PROVIDED TEXT:
***

Then I thought about my perceptions as to the state of my vocabulary. And I asked myself what do I do when I’m writing and I need a word I can’t think of? Where do I go to look? Pre-internet the answer was either a thesaurus or a dictionary. These days? I simply ask an online search engine.

But this time, rather than searching for a single word, I instead searched for how to find a word. I discovered several sites that are designed to find specific words for you: and your search parameters include the length of the word (Wordle has 5) and letters it must have, and letters that are “forbidden”.

And that, my friends, is how I Wordle. I’m also anal, so that means I begin with the same two words every single day…unless my first word renders me at least 3 letters in the right spot—or if, say, more than three of my letters were signified as eligible but not in the right spot. And I don’t mind sharing; my first two words are “adieu” and “storm”.

Now, I have had some glitches in that when I first began to play, I just played. I didn’t have an account, didn’t have to sign in, but guess what? I could only play on my PC! So if I was away but had my laptop, I couldn’t play. And then I got a new computer, and all of my stats went away. That happened twice, and after the second time, which was when I got this computer I now have, I smartened up and got an actual account. It doesn’t cost much, and I consider it money well spent, because however I come to the Wordle word of the day, I must use my noodle to do so.

At this point in my life more than ever, I put great stock in having a working noodle.

To me, that’s the whole point of the game. You don’t necessarily have to have a vast vocabulary to play Wordle, you just need a working brain. As with any challenge we humans face, we need to be able to adapt our thinking and figure out ways to accomplish the goal at hand.

My goal is doing what I can to keep this brain of mine working. I’m not interested in beating anyone in Wordle. In fact, when I get the word in three or fewer tries, I consider it P.S.L. (hint: the first word is pure, and the last word is luck).

The other thing I do daily is I play an acrostic puzzle or two. An acrostic is a combination of a crossword puzzle and a cryptogram. It has two parts, the crossword grid, in which each square has a number and a letter, and when complete will be filled, not with intersecting words, but with a quote. The second part is the list of “clues” in which each letter of the clue’s answer has a number beneath it. And rather than the clues being numbered or listed as “across” and “down” they are assigned a letter of the alphabet. So, you have clues A, B, C, etc. and the grid above them within which, as you proceed, words will begin to form. Your progress accelerates when you work back and forth, filling in words in the grid, and seeing letters appear in the clues. I like the online versions of these games I used to play in puzzle books, because when you place a letter in a clue, it appears in the grid—and vice versa. And as an added “clue” beneath the grid there often will be a “key” to the quote– either the author’s name, title of the work, or both.

There are free acrostic puzzles online that you can use. You can also choose the “premium” edition of a game site and have no ads on your screen. But I’m frugal, and I consider the ability to “not see” ads on my computer screen as I work to be a great skill to hone.

There’s a popular saying, that you’re only as old as you feel. Now, I could argue that in one way, I am very old, if the state of my body is to be the measure. However, there is nothing beyond what I already do from day to day that can mitigate my physical circumstances. Instead, I have chosen as my yardstick to measure how old I feel, my ability to use this noodle of mine.

Today I can report that while I will search for a word here or there, and forget a name, for the most part there is nothing wrong with my reasoning processes.

***

Entries taken from a collection:
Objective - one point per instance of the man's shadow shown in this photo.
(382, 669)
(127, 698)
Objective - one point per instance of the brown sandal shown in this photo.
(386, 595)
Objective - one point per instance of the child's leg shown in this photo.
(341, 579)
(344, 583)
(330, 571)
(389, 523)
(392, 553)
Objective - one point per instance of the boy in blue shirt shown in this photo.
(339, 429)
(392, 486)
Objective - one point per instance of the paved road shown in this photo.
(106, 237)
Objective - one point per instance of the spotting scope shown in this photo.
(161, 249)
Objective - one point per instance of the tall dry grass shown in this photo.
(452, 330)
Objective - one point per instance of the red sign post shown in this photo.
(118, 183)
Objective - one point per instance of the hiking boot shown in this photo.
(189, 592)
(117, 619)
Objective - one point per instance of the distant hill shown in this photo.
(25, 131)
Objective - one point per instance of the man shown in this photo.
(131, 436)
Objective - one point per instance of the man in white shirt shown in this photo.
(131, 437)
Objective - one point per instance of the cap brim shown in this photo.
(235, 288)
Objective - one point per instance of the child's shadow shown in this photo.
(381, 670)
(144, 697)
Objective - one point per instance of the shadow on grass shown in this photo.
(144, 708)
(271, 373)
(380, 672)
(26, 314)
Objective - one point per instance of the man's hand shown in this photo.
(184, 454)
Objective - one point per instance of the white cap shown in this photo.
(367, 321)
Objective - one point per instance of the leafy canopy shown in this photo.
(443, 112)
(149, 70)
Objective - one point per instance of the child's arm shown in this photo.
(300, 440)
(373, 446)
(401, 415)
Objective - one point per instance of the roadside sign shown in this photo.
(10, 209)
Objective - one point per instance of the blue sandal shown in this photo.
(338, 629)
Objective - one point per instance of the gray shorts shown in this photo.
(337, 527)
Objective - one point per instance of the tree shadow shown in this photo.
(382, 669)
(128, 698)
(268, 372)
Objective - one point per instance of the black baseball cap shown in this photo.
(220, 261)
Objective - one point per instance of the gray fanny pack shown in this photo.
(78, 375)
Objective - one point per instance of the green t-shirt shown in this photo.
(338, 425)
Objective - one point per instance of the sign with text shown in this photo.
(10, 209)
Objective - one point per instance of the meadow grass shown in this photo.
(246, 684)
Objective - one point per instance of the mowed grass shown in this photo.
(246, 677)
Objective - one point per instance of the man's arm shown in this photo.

***

ACTIVITY 1: Using the essay on Wordle and acrostic puzzles, decide whether each statement agrees with it: (a) The writer's first two Wordle words are "adieu" and "storm." (b) The writer's Wordle stats were lost only once. (c) In an acrostic, the clues are listed as "across" and "down." Answer yes or no for each, and quote the words of the essay that settle it.
ACTIVITY 2: According to the essay on Wordle and acrostic puzzles, an acrostic is a combination of which two kinds of puzzle?

WRITTEN ANSWER 1:
(a) Yes: "my first two words are “adieu” and “storm”."
(b) No: "That happened twice"
(c) No: "rather than the clues being numbered or listed as “across” and “down” they are assigned a letter of the alphabet."

WRITTEN ANSWER 2: A crossword puzzle and a cryptogram.